[Stored data entries]

* * * * * * * * *

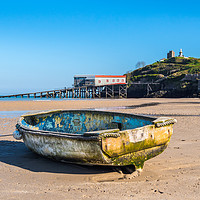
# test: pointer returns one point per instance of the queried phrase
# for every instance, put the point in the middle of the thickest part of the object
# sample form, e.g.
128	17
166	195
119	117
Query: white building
98	80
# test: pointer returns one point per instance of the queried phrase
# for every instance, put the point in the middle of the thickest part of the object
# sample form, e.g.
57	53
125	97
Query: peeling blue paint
83	121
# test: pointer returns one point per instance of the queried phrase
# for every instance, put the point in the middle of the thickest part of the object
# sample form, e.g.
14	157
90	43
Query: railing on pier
107	91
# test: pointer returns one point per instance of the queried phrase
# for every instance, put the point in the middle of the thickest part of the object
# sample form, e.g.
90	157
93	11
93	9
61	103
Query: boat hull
113	147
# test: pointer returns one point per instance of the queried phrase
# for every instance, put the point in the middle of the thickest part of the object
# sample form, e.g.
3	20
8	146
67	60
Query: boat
94	137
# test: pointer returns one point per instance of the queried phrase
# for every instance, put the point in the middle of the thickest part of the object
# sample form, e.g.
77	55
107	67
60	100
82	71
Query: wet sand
175	174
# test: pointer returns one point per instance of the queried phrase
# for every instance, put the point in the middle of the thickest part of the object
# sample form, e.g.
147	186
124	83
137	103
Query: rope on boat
160	124
106	135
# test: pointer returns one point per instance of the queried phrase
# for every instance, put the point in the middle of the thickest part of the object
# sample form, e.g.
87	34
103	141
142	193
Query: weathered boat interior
80	121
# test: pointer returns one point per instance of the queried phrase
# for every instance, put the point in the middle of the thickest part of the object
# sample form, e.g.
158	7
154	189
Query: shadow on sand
16	153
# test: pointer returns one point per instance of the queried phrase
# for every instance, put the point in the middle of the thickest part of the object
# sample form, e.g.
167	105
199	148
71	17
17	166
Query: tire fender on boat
17	135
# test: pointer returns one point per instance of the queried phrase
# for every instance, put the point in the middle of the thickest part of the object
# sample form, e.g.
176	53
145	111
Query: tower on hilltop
171	54
181	53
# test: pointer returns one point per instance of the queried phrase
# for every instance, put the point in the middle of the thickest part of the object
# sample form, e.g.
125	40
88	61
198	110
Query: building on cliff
171	54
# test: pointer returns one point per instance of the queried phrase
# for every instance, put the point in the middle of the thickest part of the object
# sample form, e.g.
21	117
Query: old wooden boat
95	137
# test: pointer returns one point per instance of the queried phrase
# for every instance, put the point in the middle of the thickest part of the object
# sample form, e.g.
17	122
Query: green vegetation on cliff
170	74
173	70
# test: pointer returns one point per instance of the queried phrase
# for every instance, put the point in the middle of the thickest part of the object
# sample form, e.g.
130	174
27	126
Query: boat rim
92	136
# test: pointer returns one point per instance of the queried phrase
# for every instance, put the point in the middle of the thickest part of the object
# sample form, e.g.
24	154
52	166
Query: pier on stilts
106	91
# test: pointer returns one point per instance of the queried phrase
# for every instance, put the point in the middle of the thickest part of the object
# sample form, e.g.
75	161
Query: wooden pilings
107	91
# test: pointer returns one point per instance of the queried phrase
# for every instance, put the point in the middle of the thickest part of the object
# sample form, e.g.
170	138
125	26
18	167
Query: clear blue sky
43	44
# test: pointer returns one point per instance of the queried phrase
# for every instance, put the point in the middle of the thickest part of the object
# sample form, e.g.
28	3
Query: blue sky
43	44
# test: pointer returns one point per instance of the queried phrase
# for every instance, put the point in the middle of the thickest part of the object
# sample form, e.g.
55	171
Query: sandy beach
175	174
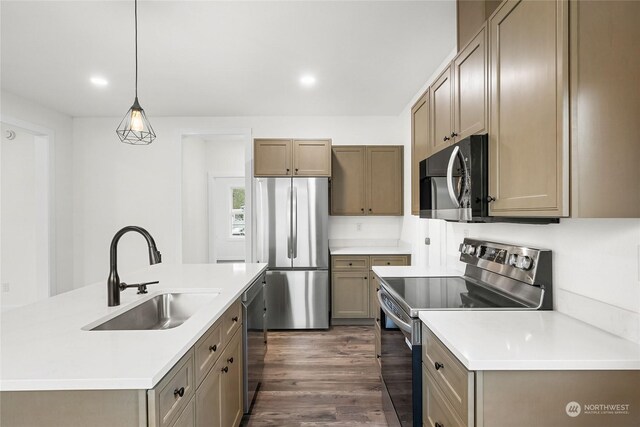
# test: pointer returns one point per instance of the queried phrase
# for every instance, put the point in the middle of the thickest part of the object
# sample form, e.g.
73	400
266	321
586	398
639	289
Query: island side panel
71	408
535	398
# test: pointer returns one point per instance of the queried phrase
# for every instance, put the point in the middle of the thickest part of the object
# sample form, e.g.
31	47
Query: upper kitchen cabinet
419	146
605	152
348	180
384	183
471	15
470	73
528	131
272	157
441	112
285	157
367	180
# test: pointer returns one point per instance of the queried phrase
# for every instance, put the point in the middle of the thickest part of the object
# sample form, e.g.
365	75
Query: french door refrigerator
292	216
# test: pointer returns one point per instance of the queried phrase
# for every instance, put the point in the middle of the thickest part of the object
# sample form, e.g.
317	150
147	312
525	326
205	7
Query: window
237	212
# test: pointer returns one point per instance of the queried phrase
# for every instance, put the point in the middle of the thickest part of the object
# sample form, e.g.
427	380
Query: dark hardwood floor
319	378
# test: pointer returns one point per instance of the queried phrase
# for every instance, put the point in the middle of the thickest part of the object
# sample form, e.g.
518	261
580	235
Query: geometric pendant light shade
135	128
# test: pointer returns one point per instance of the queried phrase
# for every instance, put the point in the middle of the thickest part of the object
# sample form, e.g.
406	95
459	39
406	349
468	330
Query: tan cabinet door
384	185
350	295
528	135
272	157
441	111
312	157
348	180
605	152
419	147
232	397
209	398
470	88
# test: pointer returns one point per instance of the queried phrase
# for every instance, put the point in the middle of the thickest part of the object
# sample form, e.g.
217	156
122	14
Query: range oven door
400	361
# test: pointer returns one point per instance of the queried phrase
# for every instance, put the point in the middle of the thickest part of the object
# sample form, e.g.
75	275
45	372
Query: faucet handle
142	287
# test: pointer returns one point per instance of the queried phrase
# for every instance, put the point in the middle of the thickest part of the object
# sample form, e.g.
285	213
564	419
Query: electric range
497	276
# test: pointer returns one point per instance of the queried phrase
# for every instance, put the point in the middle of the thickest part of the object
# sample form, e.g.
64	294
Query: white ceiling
224	58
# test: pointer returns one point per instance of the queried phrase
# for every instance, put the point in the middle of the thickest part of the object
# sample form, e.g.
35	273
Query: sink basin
164	311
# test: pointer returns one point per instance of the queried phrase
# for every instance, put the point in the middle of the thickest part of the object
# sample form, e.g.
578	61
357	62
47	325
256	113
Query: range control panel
518	262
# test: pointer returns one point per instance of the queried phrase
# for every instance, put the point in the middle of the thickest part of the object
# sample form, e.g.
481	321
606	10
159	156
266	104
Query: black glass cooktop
424	293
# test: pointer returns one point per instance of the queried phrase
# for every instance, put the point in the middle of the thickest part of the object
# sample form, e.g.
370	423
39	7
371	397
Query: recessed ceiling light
307	80
99	81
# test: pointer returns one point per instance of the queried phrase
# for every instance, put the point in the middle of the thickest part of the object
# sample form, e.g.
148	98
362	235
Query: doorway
216	197
25	257
227	219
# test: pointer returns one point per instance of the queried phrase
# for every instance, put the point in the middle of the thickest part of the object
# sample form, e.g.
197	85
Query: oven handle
401	324
452	160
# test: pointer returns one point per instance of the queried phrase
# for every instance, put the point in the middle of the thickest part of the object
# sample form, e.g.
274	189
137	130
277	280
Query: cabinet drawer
173	392
208	350
188	416
435	409
350	263
451	376
389	260
231	320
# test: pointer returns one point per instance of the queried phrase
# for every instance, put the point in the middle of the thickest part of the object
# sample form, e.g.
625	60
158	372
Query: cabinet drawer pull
178	392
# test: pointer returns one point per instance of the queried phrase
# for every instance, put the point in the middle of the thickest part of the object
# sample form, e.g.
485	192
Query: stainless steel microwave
454	184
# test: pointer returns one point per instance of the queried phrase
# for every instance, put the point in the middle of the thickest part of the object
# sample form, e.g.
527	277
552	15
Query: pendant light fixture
134	128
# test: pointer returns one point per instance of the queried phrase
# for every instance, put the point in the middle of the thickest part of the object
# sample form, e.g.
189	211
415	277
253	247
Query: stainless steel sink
164	311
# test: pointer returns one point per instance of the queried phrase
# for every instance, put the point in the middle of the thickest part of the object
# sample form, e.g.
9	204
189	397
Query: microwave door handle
452	159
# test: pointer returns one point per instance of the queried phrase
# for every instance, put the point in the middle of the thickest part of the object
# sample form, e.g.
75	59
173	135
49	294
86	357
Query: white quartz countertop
529	340
44	346
416	271
370	250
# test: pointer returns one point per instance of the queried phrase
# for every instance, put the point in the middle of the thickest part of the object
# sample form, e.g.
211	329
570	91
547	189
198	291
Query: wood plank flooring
319	378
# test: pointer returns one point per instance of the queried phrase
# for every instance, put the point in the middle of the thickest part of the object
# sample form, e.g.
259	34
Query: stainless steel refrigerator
292	216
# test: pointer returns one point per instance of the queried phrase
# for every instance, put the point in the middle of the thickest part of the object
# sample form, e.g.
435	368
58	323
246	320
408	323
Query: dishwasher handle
404	326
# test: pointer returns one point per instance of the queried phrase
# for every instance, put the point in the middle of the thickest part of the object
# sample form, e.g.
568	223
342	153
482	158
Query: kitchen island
527	368
48	350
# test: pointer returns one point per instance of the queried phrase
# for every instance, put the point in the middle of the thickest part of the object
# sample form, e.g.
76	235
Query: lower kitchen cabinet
354	286
219	397
204	388
350	294
455	396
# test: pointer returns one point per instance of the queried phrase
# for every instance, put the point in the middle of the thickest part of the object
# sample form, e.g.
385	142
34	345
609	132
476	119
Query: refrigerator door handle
289	249
294	226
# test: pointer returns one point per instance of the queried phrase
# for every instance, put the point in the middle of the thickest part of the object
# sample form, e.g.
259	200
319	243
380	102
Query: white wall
118	185
596	262
18	230
15	107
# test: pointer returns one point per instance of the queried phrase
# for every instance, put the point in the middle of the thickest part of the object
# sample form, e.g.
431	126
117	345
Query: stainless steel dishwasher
254	316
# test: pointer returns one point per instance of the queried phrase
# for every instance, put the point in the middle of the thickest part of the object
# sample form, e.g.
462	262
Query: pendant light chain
135	128
135	14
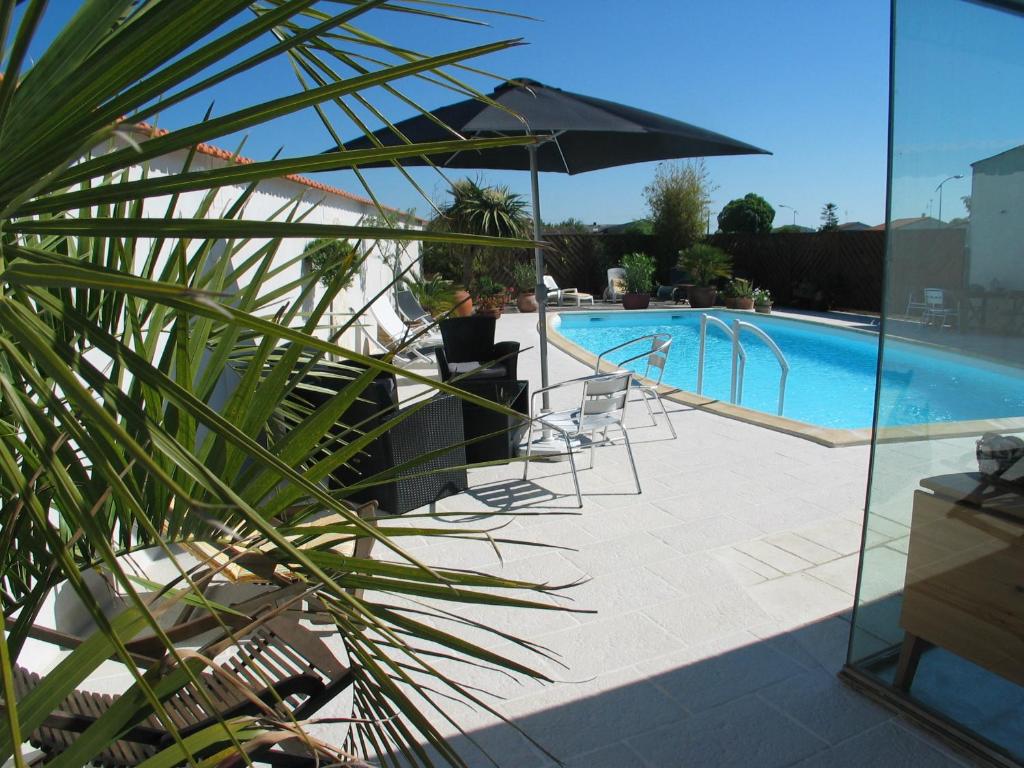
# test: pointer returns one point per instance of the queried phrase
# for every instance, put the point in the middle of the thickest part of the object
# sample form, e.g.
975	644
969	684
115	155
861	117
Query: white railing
739	357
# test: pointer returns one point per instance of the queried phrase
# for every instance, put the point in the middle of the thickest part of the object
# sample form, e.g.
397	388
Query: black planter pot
636	300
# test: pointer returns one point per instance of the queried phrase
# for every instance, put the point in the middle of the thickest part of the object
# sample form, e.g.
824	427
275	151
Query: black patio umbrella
577	133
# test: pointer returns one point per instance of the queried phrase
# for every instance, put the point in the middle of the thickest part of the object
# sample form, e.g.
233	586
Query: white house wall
995	236
275	200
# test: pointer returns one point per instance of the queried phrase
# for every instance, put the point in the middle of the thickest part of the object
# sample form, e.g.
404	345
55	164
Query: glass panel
940	605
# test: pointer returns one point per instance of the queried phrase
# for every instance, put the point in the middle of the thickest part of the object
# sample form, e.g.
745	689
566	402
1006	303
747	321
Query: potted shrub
739	294
639	279
524	275
707	265
489	297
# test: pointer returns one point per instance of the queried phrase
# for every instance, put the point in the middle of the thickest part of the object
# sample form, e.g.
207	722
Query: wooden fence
840	269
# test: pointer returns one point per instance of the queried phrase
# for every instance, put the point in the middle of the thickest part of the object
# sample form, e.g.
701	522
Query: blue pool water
832	370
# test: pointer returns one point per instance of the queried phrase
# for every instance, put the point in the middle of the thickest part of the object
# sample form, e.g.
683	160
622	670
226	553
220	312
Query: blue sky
806	79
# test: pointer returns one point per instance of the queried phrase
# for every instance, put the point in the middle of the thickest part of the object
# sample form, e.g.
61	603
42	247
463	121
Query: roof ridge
216	152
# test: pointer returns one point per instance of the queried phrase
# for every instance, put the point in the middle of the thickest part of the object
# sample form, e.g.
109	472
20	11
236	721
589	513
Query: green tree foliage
570	224
679	200
151	339
476	209
829	217
752	213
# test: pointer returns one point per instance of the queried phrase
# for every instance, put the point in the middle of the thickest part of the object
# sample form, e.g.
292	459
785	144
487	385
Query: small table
965	574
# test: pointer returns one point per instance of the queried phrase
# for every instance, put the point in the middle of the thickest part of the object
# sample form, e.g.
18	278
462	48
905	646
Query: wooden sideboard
965	574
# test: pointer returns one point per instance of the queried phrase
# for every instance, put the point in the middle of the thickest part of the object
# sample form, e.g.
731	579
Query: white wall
275	200
995	233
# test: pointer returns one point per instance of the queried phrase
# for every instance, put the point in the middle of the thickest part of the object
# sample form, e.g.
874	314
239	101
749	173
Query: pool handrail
737	350
659	344
738	327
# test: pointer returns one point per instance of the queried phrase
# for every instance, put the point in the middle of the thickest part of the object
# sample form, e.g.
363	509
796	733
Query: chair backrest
655	354
468	339
411	307
387	320
616	281
935	297
603	400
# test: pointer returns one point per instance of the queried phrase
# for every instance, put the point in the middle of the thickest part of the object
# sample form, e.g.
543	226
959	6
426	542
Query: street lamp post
939	190
795	212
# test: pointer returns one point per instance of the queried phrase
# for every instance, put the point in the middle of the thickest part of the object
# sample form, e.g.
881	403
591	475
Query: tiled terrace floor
722	598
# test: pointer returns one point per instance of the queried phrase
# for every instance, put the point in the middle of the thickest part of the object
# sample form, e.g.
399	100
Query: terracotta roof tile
216	152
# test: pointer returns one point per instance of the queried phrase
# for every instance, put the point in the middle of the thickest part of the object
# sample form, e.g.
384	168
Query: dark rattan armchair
470	350
427	428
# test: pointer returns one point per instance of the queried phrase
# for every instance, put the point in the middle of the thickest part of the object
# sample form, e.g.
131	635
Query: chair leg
633	464
646	401
665	412
576	479
529	444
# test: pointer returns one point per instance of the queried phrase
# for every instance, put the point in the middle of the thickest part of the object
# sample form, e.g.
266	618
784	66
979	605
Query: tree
147	351
475	209
829	218
752	213
679	199
570	224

* * * * * * * * *

Task objective | Output exactly the lines from the one containing "Query: tiled terrace floor" through the last line of the records, both included. Output nothing else.

Answer to this task |
Query: tiled terrace floor
722	598
# test: pointer returns one point per instance of the queried phrase
# for every instance, put the point in the middle of the thickest part of the object
# sample form, e.g.
399	100
Query: terracotta roof tile
216	152
# test: pointer returns one point per instance of the queried phrase
# for every instance, put the point in the middle of the thickest part of the object
# sample form, e.g.
384	168
Query: dark rattan armchair
470	350
427	428
# test: pointer returns one point per instance of the queried phrase
# for every instance, put the point in the middle of the thickest part of the object
# sample form, e.g.
131	635
Query: chair leg
633	464
646	401
665	412
576	479
529	444
# test: pointer returns one point per instance of the queried phrase
# for every instance, put the point in the middle of the thickest part of the object
# sample form, e.g.
266	618
784	66
979	605
Query: tree
147	351
475	209
829	218
752	213
679	199
570	224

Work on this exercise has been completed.